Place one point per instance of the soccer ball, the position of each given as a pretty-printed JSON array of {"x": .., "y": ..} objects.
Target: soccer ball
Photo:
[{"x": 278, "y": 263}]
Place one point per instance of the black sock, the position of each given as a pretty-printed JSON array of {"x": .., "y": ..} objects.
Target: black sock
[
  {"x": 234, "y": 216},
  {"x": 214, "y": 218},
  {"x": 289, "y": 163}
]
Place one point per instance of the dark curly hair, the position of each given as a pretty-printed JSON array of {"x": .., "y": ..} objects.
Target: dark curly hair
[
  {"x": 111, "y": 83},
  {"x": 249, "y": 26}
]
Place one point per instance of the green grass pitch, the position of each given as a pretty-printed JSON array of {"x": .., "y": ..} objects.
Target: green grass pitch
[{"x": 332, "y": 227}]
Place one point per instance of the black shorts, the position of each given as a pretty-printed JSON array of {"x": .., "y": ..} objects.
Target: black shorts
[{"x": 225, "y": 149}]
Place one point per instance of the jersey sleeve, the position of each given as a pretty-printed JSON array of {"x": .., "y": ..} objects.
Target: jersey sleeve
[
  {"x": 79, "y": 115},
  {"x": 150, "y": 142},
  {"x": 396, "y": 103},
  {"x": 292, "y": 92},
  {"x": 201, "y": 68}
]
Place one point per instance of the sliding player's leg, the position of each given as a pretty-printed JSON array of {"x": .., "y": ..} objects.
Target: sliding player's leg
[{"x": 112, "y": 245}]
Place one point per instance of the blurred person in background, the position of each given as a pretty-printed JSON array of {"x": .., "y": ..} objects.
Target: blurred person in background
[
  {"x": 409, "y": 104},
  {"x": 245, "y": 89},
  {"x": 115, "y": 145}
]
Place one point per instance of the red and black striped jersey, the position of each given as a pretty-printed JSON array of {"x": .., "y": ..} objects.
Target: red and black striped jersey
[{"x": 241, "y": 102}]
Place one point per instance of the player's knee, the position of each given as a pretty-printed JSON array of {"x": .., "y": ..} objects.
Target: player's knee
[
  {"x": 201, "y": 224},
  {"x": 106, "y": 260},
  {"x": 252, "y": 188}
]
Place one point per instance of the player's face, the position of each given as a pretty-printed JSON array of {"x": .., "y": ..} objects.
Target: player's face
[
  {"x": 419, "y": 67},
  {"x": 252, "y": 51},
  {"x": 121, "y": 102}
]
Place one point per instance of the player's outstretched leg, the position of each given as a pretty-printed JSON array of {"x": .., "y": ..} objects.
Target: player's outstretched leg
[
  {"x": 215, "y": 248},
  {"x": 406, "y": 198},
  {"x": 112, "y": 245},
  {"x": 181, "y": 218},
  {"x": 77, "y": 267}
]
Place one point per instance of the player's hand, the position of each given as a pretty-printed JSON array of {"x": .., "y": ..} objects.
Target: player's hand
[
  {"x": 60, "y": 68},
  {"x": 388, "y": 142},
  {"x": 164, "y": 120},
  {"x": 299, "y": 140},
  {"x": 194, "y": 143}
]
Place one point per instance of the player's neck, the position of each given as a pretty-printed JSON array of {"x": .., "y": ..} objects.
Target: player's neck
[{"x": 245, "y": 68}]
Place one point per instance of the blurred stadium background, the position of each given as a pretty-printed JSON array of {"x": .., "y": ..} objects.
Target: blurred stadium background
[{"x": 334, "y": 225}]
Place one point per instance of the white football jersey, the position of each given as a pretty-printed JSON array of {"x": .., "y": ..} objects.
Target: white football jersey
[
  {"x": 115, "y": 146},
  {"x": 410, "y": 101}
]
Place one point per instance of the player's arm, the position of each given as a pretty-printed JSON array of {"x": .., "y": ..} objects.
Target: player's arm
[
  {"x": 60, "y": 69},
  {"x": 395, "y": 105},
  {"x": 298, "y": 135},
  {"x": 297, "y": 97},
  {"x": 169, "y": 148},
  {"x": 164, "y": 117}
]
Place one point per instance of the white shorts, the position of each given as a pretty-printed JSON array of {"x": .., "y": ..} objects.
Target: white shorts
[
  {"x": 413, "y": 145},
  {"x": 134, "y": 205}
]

-----

▸ **TASK INSTRUCTIONS**
Restate the entries above. Match them exactly.

▸ **TASK OUTPUT**
Place one point per instance of the soccer ball, the position of each given as a pretty-printed JSON array of {"x": .., "y": ..} objects.
Target: soccer ball
Photo:
[{"x": 278, "y": 263}]
Place one point per instance of the black sock, the position of each given as a pretty-printed JSON array of {"x": .., "y": ..} objects.
Target: black sock
[
  {"x": 234, "y": 216},
  {"x": 214, "y": 218},
  {"x": 289, "y": 163}
]
Place one point per instance of the dark curly hair, the position of each given as a pretty-printed JSON array of {"x": .., "y": ..} objects.
Target: dark curly hair
[
  {"x": 111, "y": 83},
  {"x": 249, "y": 26}
]
Place one point per instance of the green grass pitch, the position of each given as a pretty-printed JSON array of {"x": .., "y": ..} objects.
Target: green grass pitch
[{"x": 332, "y": 227}]
Place one point per instance of the black shorts, the position of each given as a pretty-printed JSON array of {"x": .., "y": ..} objects.
Target: black shorts
[{"x": 225, "y": 149}]
Place one point per instance of the jersey sleeve, the position of each given as a pretty-printed JSON array of {"x": .., "y": ..} objects.
Target: jersey sleeve
[
  {"x": 79, "y": 115},
  {"x": 150, "y": 142},
  {"x": 396, "y": 103},
  {"x": 292, "y": 92},
  {"x": 201, "y": 68}
]
Place one point per instance of the sliding player's leg, the position of each given as a pretty-printed JSON array of {"x": .., "y": ..} objects.
Target: sliding player's leg
[{"x": 112, "y": 245}]
Place one point per instance of the blurred person in background, the position of each given as a pretty-printed JSON array of {"x": .., "y": ..} objects.
Target: blurred person in background
[
  {"x": 409, "y": 104},
  {"x": 245, "y": 89},
  {"x": 115, "y": 145}
]
Place one point per instance of the red and black striped jersey, the position of each given as a pretty-printed JSON array of {"x": .., "y": ..} objects.
Target: red and black striped jersey
[{"x": 241, "y": 102}]
Place one point per instance of the player's knee, the position of each given as a pretty-printed JSON array of {"x": .., "y": ..} objects.
Target: player's knee
[
  {"x": 201, "y": 224},
  {"x": 106, "y": 260},
  {"x": 252, "y": 188}
]
Place one point per instance of the player's face, the position of each given as a pretty-printed JSON array of {"x": .., "y": ..} objects.
Target: player's face
[
  {"x": 419, "y": 67},
  {"x": 252, "y": 51},
  {"x": 121, "y": 102}
]
Place one point per instance of the player's outstretched leg, the position of each given as a pretty-printed JSON array of {"x": .., "y": ..} objects.
Target: player's outstretched leg
[
  {"x": 215, "y": 248},
  {"x": 406, "y": 198},
  {"x": 112, "y": 245},
  {"x": 181, "y": 218},
  {"x": 77, "y": 267}
]
Place one point per instance of the player's hand, the position of each given as a pretty-printed JSON array of {"x": .., "y": ..} objects.
Target: player's hand
[
  {"x": 60, "y": 68},
  {"x": 388, "y": 142},
  {"x": 164, "y": 120},
  {"x": 299, "y": 140},
  {"x": 194, "y": 143}
]
Place one point per instance of the player's neck, the position of each given as a pretty-printed JSON array of {"x": .., "y": ..} objects.
Target: player's neck
[{"x": 245, "y": 68}]
Place one point per instance of the blurred stadium background, the position of each given as a pretty-printed JSON array of {"x": .., "y": ..} objects.
Target: blurred stadium background
[{"x": 334, "y": 225}]
Place one point per instance of the white football jersey, the position of each given as a pretty-printed JSON array of {"x": .., "y": ..} objects.
Target: white football jersey
[
  {"x": 115, "y": 146},
  {"x": 410, "y": 101}
]
Place one point per instance of the player's arm, the position of each given as a pretty-printed JSON array of {"x": .., "y": ..} objects.
Target: player's arm
[
  {"x": 60, "y": 69},
  {"x": 395, "y": 105},
  {"x": 298, "y": 135},
  {"x": 297, "y": 97},
  {"x": 169, "y": 148},
  {"x": 164, "y": 117}
]
Place one point per instance of the white shorts, the position of each given as a pretty-printed JSON array of {"x": .., "y": ..} objects.
Target: white shorts
[
  {"x": 413, "y": 145},
  {"x": 134, "y": 205}
]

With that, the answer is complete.